Source records: Begin
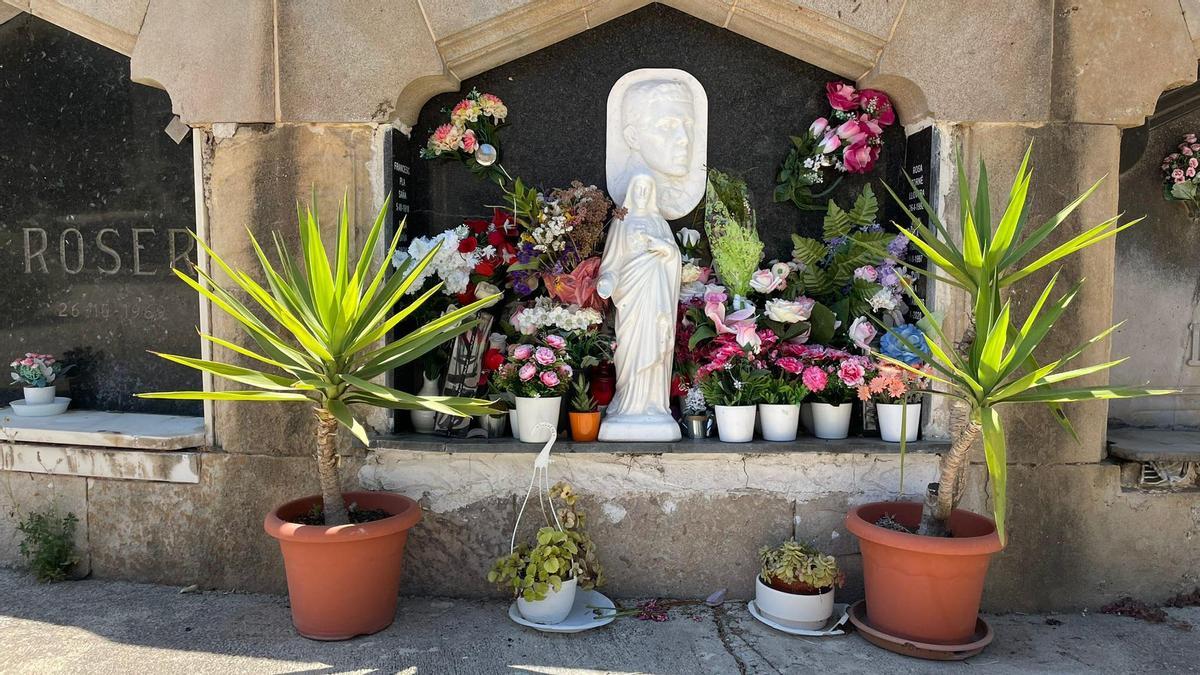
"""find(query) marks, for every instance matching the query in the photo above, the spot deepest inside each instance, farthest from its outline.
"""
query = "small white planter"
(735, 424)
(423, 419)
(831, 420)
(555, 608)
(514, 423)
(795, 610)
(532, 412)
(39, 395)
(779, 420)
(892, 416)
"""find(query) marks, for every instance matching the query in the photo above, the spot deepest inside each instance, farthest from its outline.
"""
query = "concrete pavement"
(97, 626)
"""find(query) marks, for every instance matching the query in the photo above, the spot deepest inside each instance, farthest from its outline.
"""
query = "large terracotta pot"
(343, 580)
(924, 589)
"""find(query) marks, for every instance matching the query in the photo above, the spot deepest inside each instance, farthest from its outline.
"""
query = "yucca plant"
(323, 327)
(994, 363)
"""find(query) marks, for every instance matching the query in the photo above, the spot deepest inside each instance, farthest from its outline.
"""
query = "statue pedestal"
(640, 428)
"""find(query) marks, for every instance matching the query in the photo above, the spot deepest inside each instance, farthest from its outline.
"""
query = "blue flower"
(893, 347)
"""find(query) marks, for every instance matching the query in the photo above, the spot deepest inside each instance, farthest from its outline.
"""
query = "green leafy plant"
Source records: End
**What you are asked to do:** The expected output is the whole listing, word for word, minus its pictures.

**Written reply:**
"""find(query) marks, for every instance matching the query in the photo above, the spot deepest inside each instance, farthest from its outline.
"""
query = "small white planter"
(735, 424)
(423, 419)
(831, 420)
(555, 608)
(514, 423)
(795, 610)
(532, 412)
(39, 395)
(779, 420)
(892, 416)
"""find(query) marks, for every instance matching the query in the photo above, the spot deepest inside each instance, farthest from its outline.
"""
query = "concrete pavement"
(97, 626)
"""find(query) marks, for every instance matching the query in the photo above, the spot deepest inside each instance, farthest from its outline.
"""
query = "large terracotta pot"
(343, 580)
(924, 589)
"""find(query) marks, for every instance matching the query in the photo above, the spot deepest inside each instance, farthest from its outline.
"""
query = "yucca plant"
(323, 327)
(994, 363)
"""find(query) marks, for every instance matching the query in the photo above, the spot deepest inside each instance, farthest from its outline.
"""
query = "statue pedestal"
(640, 428)
"""find(query) marks, for every instance matching the query in the photo above, the spot deepest inside each instance, farthest from its outline.
"""
query = "blue flower"
(893, 347)
"""find(query) marks, for every instance matching the query in the photo above, the spot deepest inside each instance, farthest from its outline.
"""
query = "green leafy plant"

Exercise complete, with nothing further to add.